Render the lines of the material below, from the line containing "On this screenshot, the white desk" to the line containing "[657,248,1066,819]", both included, as a JSON list of strings with one string per line and no blank lines.

**Records shown:**

---------------

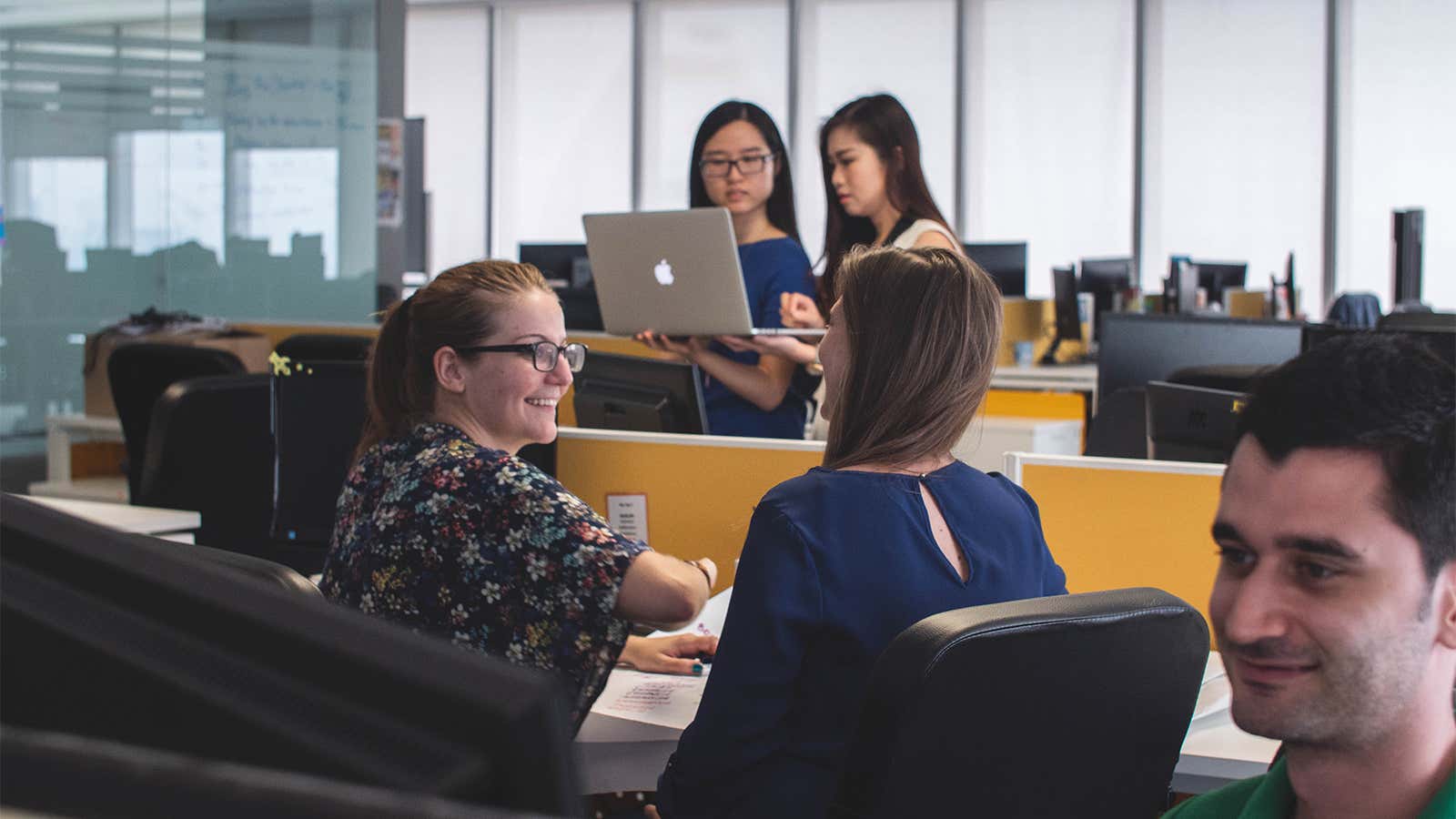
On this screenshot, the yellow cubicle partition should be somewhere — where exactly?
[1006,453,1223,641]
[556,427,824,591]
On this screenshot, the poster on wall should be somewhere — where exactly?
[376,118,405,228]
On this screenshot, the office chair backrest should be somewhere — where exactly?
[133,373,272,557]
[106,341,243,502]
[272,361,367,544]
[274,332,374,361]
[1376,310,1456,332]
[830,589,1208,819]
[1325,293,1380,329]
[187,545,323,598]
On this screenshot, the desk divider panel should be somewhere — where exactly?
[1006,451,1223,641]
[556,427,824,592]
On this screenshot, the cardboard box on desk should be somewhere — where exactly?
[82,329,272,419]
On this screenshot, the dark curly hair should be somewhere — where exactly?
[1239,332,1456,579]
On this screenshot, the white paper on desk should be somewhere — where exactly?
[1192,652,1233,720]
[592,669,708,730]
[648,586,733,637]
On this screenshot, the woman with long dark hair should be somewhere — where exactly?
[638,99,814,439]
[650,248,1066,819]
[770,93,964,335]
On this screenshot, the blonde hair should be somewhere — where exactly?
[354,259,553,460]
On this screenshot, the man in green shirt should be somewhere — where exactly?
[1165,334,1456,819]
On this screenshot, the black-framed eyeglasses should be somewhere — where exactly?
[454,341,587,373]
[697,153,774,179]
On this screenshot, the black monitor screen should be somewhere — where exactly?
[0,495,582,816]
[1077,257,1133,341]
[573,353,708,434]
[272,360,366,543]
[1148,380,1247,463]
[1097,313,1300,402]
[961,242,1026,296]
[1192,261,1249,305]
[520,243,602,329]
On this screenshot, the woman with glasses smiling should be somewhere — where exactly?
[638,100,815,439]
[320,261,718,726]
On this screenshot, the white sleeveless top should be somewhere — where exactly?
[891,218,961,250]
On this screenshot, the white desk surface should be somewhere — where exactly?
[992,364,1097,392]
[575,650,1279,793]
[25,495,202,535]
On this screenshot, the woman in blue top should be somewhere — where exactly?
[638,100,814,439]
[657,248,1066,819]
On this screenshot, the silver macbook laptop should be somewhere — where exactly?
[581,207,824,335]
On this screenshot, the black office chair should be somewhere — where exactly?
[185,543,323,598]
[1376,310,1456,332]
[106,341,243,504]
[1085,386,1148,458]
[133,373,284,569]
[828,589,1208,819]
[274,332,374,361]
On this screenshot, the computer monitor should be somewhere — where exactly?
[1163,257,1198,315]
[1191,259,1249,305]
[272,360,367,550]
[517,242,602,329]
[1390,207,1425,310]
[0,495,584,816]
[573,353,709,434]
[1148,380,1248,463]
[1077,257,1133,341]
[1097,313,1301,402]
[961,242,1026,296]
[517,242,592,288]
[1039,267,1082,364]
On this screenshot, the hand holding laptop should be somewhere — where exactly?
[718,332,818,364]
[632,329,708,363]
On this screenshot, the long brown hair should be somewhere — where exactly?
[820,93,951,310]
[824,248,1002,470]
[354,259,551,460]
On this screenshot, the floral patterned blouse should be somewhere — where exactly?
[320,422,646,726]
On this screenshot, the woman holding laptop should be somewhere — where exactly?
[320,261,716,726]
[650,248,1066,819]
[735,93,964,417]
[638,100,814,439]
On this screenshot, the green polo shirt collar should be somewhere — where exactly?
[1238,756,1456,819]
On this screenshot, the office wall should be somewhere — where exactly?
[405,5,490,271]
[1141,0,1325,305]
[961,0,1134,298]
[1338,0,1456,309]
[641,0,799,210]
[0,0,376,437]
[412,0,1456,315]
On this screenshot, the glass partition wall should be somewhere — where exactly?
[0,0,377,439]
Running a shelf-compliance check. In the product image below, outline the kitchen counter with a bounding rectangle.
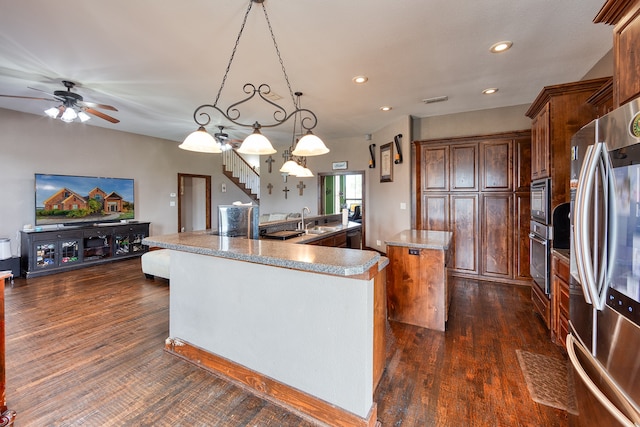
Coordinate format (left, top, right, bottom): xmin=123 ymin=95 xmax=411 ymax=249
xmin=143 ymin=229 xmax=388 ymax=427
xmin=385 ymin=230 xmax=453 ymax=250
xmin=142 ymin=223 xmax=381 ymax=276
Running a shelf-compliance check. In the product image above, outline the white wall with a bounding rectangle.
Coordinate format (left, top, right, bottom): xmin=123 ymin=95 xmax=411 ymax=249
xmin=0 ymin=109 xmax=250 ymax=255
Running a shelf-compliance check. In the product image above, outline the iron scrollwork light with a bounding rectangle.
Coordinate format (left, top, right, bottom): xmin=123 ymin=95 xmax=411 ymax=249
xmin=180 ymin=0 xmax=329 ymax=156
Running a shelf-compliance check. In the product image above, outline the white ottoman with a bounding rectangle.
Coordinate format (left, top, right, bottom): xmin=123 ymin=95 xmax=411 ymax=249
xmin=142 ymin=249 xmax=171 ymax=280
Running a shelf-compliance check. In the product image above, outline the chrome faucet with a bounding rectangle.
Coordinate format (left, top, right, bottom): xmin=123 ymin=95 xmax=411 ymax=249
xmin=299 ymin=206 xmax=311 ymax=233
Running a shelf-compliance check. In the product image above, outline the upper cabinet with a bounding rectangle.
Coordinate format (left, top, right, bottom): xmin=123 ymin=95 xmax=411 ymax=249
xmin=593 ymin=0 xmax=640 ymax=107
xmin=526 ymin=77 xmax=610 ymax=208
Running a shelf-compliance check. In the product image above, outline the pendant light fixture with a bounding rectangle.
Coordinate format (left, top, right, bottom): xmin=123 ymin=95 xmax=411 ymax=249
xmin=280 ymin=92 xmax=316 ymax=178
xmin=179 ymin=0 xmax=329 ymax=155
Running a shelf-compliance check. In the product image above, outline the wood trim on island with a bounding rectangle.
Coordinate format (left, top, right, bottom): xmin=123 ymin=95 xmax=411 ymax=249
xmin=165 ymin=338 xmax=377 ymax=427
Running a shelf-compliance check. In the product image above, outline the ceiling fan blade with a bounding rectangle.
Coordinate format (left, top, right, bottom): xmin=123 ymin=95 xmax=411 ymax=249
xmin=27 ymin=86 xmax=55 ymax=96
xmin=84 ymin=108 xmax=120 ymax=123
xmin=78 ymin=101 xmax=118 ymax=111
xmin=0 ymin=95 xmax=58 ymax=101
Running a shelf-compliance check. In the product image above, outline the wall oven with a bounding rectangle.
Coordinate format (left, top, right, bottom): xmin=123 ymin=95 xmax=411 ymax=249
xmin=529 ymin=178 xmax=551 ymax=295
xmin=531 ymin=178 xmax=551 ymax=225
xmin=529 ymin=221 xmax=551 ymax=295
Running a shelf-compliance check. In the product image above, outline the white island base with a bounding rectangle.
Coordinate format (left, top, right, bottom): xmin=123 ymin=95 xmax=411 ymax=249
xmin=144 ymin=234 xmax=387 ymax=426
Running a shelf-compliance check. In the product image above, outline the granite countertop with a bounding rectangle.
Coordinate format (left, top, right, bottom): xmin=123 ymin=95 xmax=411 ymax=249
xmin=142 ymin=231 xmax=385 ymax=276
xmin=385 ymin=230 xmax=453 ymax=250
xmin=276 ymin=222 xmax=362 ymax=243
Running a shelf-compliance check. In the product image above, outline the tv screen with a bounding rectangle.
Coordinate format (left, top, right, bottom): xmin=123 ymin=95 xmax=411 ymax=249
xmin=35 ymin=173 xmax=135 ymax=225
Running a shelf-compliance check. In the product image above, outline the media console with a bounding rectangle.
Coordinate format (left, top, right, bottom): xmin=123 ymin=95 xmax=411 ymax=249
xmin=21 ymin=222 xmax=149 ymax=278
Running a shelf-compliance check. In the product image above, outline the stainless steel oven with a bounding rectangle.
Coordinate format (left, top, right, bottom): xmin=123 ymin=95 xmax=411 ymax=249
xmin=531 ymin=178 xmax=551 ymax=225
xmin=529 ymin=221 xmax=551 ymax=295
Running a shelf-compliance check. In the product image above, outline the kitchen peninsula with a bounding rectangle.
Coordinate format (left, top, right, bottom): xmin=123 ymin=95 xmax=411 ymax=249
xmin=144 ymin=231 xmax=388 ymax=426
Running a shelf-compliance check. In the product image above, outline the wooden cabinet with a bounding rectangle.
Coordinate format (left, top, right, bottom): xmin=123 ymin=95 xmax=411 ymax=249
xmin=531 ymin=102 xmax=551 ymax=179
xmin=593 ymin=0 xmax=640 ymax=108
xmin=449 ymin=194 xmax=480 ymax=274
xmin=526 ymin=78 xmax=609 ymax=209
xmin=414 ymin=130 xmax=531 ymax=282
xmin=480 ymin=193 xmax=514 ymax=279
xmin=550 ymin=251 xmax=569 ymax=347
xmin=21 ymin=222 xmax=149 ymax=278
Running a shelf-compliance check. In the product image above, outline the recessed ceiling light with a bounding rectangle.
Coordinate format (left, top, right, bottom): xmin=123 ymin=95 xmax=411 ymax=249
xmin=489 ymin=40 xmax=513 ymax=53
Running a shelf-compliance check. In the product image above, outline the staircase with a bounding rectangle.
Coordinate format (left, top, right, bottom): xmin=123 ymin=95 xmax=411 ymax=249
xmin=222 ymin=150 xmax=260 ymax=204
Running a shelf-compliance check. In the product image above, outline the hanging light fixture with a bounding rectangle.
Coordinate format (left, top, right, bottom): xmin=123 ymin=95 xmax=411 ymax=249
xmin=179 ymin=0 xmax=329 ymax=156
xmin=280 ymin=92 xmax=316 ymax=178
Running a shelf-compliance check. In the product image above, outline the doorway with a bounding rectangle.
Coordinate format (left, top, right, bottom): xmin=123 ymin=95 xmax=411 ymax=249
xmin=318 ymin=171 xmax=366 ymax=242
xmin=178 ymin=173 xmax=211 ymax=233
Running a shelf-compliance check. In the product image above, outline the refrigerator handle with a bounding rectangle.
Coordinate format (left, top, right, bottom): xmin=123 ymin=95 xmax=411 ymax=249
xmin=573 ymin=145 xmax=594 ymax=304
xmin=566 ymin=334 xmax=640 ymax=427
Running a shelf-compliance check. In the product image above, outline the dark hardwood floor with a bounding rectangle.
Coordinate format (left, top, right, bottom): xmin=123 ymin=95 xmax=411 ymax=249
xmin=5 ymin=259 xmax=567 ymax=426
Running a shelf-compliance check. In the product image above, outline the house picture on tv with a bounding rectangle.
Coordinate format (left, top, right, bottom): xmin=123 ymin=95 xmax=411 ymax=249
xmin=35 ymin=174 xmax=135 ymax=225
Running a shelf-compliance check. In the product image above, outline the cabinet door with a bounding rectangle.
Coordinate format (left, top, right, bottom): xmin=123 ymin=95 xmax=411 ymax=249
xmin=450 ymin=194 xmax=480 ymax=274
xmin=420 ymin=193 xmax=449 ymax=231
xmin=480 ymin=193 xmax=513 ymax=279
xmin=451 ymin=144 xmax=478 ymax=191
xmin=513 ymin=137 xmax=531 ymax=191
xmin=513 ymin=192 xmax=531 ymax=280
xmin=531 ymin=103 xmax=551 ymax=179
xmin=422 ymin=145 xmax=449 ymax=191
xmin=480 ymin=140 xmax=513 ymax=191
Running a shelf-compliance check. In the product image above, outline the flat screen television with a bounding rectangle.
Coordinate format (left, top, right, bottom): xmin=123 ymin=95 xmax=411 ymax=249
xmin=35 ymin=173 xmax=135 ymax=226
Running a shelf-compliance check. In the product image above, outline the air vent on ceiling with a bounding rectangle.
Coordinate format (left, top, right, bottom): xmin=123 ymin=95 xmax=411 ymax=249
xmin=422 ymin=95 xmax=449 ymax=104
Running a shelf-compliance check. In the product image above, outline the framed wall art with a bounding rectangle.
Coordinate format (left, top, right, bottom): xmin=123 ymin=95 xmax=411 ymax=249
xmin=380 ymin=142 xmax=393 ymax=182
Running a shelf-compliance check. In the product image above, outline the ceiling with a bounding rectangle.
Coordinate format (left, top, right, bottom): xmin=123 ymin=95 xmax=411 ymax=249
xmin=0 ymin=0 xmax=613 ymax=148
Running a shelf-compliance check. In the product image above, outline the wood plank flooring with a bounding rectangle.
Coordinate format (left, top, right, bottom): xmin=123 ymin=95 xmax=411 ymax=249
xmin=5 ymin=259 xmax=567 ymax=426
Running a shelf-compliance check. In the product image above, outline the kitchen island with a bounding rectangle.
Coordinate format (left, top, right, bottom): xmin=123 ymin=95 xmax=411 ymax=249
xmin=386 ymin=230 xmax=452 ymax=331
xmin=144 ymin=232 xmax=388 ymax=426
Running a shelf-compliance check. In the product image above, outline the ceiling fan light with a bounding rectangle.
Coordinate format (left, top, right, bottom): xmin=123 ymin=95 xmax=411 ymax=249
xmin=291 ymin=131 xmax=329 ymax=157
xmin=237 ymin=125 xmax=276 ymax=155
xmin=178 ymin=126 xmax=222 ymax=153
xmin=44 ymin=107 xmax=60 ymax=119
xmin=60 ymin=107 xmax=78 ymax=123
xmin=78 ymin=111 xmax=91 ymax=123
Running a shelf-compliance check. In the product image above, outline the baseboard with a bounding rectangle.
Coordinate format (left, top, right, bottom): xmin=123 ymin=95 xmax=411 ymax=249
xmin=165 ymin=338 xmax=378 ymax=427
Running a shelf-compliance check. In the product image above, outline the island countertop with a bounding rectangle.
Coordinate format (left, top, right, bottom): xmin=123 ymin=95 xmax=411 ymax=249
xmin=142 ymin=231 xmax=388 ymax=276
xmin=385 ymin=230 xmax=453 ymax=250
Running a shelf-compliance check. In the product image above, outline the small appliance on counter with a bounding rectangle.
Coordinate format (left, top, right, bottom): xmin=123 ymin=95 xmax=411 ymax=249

---------------

**The response:**
[
  "On this screenshot, the white desk surface should be somewhere — where exactly?",
  "[992,364,1097,392]",
  "[575,650,1279,793]",
  "[25,495,202,535]",
  "On this screenshot, the woman in blue top should be somewhere — where exactly?",
  "[638,100,814,439]",
  "[657,248,1066,819]"
]